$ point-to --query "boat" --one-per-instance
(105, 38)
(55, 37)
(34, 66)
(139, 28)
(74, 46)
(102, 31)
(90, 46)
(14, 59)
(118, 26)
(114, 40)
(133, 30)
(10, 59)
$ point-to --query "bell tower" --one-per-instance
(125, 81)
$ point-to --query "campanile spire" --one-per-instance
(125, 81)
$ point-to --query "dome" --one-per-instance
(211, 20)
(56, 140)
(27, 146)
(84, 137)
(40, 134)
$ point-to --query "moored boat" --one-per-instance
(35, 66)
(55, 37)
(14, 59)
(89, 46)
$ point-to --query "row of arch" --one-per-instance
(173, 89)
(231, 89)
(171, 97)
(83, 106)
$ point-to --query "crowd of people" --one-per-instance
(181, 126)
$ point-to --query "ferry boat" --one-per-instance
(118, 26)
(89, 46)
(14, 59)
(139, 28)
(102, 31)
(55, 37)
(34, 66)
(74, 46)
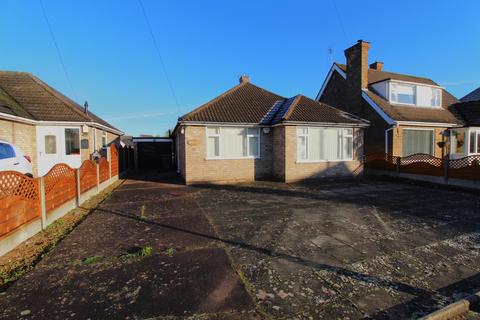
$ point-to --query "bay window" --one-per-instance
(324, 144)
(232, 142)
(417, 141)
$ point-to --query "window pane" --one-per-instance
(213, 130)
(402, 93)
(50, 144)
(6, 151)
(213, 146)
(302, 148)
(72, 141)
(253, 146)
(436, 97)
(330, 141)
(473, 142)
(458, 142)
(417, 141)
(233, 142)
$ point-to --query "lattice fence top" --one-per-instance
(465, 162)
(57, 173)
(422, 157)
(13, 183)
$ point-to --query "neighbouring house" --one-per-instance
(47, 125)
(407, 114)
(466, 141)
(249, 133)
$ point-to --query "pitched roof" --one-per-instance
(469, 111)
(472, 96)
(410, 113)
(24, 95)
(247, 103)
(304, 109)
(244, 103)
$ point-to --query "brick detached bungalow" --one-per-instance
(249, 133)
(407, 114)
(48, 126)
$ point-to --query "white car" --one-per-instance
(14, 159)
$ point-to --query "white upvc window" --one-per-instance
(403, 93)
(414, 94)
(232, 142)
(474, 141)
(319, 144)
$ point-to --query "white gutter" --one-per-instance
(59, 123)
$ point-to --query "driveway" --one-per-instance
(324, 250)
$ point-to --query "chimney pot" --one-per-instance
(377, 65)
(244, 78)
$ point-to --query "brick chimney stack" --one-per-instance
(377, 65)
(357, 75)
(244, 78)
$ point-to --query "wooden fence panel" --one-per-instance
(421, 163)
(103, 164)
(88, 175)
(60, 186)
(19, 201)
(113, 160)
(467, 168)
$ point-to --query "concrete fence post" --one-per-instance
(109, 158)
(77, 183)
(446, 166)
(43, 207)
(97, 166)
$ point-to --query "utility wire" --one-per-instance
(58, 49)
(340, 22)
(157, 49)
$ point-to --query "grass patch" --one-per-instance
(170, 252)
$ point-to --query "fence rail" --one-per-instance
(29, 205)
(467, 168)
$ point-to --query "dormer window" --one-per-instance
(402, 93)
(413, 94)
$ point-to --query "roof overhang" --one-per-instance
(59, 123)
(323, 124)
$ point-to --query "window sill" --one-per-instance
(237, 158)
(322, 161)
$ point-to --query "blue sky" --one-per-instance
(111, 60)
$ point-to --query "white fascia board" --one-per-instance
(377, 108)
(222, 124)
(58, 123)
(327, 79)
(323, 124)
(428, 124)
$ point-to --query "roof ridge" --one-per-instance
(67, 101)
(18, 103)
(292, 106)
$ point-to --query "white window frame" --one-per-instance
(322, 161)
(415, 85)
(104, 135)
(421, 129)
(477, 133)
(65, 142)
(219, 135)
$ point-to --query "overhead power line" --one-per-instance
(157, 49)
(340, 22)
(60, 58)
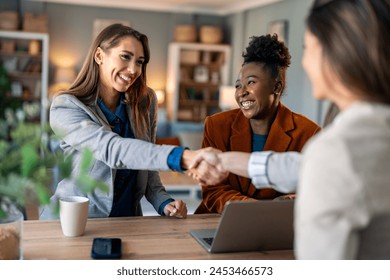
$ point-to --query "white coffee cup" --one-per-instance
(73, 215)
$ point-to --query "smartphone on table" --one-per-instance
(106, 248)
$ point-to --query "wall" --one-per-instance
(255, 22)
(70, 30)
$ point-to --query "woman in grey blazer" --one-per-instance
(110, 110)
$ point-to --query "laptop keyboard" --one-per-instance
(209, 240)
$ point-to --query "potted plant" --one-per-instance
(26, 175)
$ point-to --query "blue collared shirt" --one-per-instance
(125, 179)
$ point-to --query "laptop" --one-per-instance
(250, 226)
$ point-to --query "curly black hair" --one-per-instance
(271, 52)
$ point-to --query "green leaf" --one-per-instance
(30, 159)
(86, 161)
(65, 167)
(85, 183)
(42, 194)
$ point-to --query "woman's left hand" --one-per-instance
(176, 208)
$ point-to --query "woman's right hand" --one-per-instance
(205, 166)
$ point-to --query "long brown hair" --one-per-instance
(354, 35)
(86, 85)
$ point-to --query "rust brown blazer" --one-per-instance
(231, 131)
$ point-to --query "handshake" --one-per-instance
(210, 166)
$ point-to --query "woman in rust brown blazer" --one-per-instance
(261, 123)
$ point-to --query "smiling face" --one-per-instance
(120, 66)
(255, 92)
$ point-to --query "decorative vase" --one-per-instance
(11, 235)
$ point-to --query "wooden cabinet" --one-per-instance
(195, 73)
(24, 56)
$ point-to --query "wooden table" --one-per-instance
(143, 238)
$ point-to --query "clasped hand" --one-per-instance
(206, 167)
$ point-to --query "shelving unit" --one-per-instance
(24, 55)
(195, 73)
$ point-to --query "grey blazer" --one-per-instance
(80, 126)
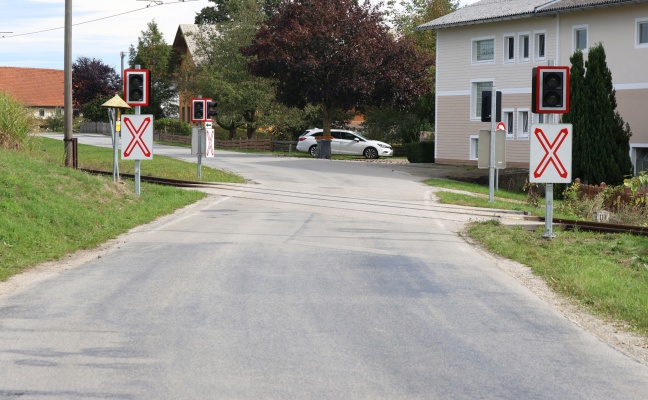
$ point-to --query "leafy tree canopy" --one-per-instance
==
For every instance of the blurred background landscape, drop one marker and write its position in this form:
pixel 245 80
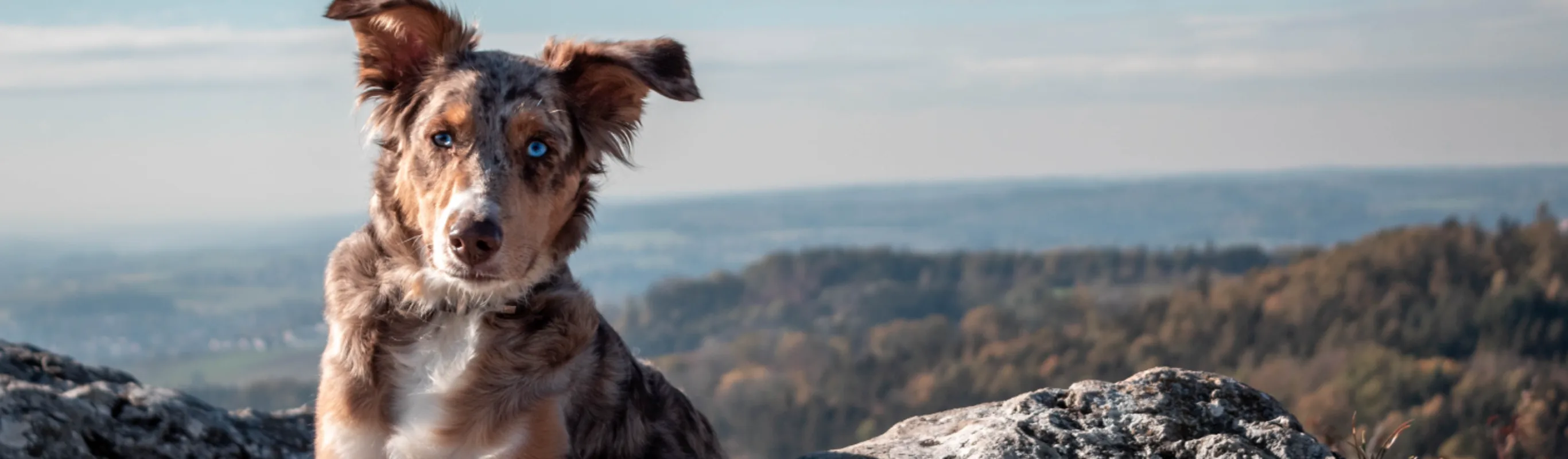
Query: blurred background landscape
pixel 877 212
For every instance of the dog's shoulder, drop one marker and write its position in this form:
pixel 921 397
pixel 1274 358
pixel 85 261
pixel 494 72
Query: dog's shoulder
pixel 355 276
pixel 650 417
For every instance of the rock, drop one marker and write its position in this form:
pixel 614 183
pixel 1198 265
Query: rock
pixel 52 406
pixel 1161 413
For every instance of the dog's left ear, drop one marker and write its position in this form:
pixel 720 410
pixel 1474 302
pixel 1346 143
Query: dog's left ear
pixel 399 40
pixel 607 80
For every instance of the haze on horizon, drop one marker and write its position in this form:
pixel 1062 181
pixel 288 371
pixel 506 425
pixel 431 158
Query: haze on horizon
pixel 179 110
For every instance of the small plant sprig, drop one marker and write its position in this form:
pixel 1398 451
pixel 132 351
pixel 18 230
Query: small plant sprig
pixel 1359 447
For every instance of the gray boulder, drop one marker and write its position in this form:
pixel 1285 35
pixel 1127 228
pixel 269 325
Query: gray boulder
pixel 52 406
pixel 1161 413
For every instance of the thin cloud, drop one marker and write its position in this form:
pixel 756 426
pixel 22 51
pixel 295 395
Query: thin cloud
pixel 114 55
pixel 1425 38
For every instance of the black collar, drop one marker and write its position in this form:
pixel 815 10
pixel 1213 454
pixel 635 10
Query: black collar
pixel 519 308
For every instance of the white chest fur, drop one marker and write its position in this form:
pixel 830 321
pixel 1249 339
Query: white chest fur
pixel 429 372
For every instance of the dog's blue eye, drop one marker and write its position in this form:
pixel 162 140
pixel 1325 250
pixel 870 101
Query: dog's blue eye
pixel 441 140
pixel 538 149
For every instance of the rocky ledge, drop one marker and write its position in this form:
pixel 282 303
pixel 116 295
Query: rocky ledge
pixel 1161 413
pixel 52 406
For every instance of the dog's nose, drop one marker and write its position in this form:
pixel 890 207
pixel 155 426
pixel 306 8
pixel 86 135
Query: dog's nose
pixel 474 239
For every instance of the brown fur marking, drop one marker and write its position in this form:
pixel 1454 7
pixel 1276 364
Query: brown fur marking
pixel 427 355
* * *
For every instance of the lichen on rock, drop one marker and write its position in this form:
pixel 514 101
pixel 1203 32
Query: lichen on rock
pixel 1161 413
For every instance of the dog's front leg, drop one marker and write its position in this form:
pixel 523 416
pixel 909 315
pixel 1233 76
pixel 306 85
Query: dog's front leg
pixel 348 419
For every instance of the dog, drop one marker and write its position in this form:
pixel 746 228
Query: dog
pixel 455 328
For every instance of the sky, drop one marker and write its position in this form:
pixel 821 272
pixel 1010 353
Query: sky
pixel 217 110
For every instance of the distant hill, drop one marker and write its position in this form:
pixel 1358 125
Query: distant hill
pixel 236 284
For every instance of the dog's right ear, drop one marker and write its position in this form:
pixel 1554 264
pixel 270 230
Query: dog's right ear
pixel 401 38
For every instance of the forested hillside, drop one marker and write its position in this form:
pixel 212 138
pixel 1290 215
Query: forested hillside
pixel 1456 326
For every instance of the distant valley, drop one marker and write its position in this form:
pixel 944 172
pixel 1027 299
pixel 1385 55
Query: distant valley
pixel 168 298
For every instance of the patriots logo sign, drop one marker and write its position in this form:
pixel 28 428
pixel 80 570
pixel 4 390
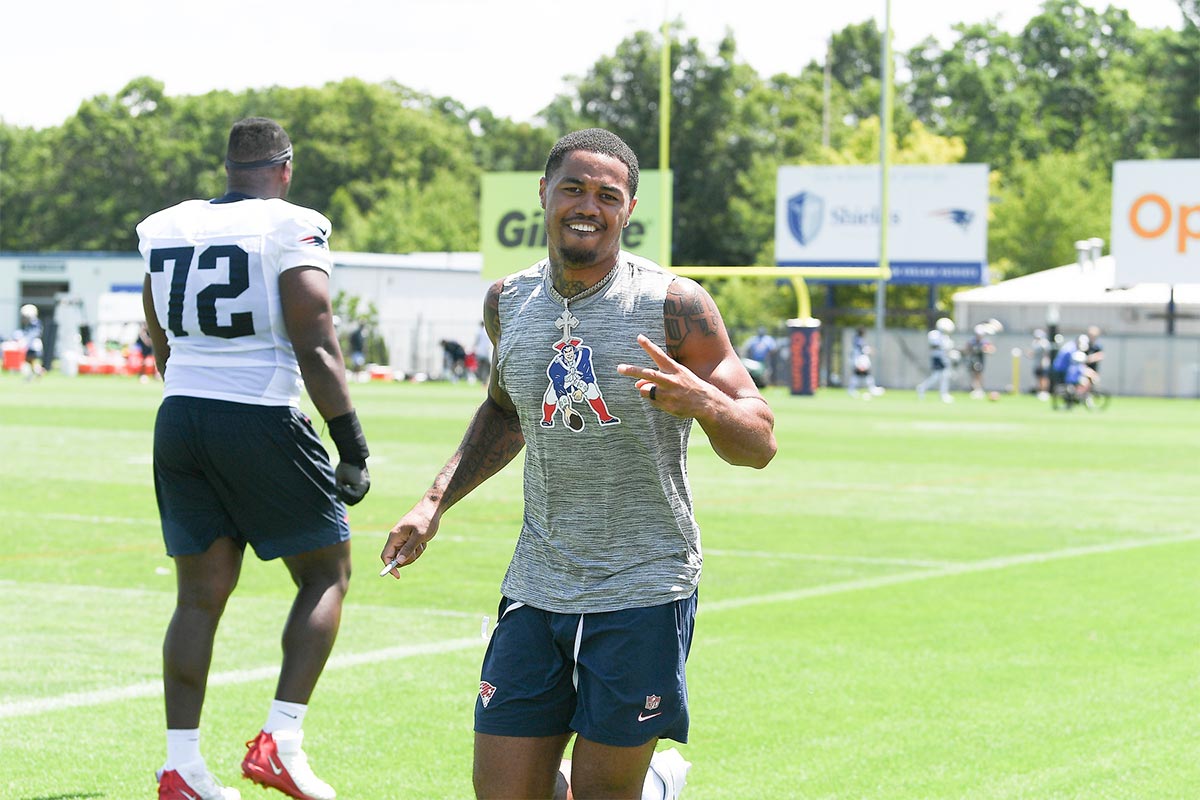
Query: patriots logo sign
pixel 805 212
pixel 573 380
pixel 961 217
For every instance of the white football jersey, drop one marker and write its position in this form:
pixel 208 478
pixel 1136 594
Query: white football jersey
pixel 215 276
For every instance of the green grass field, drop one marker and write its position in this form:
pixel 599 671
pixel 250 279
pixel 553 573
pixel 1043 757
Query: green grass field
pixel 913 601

■ TASK DETAILS
All that is wanted is a faithful reproduction of the line above with "For every instance of the gray", the line with "pixel 162 140", and every line in between.

■ EXPECTED ANSWER
For every instance of the gray boulder, drop one marker and write its position in this form:
pixel 1285 35
pixel 1127 228
pixel 269 325
Query: gray boulder
pixel 52 406
pixel 1161 413
For every instance of the thin cloud, drop one marker and write its position in this form:
pixel 756 426
pixel 22 51
pixel 295 395
Query: thin cloud
pixel 114 55
pixel 1425 38
For every instance of the black collar, drop one marker and write its position in this form:
pixel 815 10
pixel 1213 454
pixel 635 10
Query: black collar
pixel 519 308
For every instance of the white chest fur, drop one marker and write its position in this form:
pixel 830 321
pixel 1249 339
Query: white chest fur
pixel 429 372
For every instance of the dog's blue eye, drop one marker and write its position in this form:
pixel 162 140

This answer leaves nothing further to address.